_Task requirements_:
Retype, word for word, every line from the one holding "# example of the format" through the one holding "Segment every instance" in the entries below, both included, and only those lines.
** Data for analysis follows **
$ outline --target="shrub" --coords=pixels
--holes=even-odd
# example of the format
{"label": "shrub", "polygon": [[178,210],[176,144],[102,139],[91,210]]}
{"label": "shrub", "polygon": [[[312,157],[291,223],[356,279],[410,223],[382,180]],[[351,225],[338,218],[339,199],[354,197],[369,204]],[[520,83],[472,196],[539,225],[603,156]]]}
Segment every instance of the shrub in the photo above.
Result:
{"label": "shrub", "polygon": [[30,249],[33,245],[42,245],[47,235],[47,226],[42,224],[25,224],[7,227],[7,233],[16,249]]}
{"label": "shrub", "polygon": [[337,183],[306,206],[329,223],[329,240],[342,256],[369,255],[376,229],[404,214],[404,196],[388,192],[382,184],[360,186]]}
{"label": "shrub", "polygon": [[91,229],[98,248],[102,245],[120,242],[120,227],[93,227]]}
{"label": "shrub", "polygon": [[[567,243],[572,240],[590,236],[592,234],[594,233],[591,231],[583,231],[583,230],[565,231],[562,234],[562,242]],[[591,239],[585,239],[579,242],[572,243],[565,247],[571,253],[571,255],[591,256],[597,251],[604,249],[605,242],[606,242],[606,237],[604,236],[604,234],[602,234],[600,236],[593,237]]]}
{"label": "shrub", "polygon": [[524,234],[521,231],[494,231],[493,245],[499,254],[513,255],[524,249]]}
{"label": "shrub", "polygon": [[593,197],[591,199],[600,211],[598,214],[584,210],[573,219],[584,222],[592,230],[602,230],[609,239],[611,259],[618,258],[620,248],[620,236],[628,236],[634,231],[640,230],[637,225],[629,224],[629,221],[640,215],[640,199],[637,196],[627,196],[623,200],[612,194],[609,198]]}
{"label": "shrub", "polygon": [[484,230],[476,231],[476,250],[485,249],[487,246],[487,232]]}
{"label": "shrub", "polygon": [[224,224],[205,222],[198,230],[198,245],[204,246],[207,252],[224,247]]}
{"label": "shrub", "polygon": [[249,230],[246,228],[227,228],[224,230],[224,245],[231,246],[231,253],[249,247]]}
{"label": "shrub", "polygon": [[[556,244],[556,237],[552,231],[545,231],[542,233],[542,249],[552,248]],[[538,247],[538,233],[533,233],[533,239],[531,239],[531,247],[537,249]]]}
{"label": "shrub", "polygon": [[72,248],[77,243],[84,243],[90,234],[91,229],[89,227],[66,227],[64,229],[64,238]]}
** End of Data for analysis **
_Completed exercise_:
# example of the format
{"label": "shrub", "polygon": [[178,210],[176,144],[102,139],[91,210]]}
{"label": "shrub", "polygon": [[[312,157],[291,223],[356,279],[410,223],[382,180]],[[351,225],[338,218],[339,199],[354,197],[369,204]],[[520,83],[472,196],[539,225],[603,156]]]}
Segment every instance of the shrub in the photo above.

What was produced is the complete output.